(Stored dataset items)
------------------------------
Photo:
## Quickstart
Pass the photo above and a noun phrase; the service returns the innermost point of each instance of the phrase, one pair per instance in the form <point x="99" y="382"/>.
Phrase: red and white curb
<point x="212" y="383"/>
------------------------------
Written task - Please arrange the lines above as a numbered list, leaving out any blank ones.

Solution -
1. Photo:
2. ## Quickstart
3. Pass the photo above and a noun phrase; the service returns the innermost point of each instance of the phrase, one pair per instance in the form <point x="99" y="382"/>.
4. Phrase: red and white curb
5. <point x="212" y="383"/>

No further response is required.